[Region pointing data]

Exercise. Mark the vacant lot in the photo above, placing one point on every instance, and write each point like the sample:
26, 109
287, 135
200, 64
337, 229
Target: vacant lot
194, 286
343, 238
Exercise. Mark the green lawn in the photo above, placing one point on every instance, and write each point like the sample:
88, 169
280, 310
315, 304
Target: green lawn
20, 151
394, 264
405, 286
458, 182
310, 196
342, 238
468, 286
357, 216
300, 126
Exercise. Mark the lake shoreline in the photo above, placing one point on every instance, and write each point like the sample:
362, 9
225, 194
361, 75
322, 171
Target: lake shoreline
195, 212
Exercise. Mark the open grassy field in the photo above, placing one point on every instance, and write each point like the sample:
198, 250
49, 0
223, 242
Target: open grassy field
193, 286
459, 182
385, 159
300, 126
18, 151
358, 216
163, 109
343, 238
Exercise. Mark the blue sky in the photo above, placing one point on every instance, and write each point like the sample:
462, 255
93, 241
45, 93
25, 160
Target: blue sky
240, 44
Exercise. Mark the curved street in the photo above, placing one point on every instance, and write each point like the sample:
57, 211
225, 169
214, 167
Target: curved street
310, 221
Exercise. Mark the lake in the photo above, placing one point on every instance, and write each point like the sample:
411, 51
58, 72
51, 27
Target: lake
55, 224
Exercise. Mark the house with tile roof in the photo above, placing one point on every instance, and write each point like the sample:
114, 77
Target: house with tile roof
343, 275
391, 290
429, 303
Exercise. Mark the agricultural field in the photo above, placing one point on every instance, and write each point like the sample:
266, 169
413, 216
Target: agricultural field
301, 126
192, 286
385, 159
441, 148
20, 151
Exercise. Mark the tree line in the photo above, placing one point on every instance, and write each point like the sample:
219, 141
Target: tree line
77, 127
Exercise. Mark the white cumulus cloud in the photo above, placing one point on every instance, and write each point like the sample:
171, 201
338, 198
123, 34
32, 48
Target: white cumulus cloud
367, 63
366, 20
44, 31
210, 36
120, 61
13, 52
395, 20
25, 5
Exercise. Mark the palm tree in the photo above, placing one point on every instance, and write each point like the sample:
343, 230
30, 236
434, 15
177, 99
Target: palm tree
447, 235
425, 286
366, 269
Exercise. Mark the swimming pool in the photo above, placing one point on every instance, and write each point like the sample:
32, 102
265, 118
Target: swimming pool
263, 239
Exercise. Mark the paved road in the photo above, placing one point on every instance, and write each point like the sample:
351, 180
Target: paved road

**REQUIRED ACTION:** Give the count of lines in the entries above that hold the word "paved", with no other words.

**FINAL ANSWER:** 2